■ Task
Please write out the listing below from its first line through the line containing "[205,125,240,144]", both ends included, reproducing every line and adding 28 to each number in the bounding-box coordinates.

■ Record excerpts

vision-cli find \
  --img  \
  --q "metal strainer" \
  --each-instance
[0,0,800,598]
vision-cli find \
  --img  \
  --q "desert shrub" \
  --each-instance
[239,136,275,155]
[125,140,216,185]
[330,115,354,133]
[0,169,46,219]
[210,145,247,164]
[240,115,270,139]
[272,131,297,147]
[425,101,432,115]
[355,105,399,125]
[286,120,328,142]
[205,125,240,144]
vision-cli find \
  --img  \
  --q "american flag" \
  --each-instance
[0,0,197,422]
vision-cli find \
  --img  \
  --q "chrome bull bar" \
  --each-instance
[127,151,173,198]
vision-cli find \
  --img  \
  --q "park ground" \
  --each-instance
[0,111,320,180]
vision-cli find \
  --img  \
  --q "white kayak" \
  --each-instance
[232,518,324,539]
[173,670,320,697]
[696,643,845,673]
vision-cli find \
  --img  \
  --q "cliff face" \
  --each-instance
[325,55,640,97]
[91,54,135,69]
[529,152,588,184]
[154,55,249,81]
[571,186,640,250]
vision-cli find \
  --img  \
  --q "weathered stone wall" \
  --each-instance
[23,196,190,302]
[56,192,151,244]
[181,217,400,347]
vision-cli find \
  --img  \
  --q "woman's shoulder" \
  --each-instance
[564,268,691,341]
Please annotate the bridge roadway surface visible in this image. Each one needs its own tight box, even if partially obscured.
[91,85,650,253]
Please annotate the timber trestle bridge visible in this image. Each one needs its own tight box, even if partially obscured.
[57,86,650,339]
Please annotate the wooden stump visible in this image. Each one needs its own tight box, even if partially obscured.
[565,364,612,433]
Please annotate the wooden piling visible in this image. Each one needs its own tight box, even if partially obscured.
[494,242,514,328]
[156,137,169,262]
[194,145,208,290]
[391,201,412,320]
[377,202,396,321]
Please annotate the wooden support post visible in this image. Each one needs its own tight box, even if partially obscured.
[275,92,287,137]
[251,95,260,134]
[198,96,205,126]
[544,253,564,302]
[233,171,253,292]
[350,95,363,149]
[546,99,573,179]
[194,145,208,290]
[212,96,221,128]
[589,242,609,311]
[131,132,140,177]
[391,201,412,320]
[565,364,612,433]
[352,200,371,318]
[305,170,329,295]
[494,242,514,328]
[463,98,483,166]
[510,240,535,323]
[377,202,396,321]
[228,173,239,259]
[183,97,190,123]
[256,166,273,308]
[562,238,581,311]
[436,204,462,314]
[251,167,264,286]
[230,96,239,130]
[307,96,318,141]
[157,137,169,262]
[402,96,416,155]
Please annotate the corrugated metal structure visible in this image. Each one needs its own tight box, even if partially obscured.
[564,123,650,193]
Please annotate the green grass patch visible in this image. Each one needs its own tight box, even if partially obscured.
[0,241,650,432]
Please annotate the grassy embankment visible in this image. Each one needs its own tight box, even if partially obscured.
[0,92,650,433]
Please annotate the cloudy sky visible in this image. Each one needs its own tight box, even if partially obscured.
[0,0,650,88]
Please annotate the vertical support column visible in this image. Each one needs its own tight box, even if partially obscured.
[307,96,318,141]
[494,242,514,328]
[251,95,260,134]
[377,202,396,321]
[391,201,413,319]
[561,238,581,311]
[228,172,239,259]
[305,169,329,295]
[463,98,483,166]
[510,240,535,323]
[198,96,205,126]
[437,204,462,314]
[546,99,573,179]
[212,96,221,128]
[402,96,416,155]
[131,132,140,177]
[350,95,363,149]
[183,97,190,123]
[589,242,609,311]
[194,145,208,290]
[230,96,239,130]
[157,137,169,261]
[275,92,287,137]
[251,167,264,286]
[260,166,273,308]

■ The output
vision-cli find \
  --img  \
  --q "metal strainer" \
  --each-instance
[28,28,828,626]
vision-cli find \
  --img  \
  --q "desert shrub" \
  --each-instance
[267,164,303,183]
[153,168,244,213]
[358,143,382,161]
[28,197,74,247]
[238,173,275,192]
[268,143,298,167]
[300,159,325,175]
[453,129,460,143]
[383,133,427,153]
[314,148,356,170]
[233,153,268,172]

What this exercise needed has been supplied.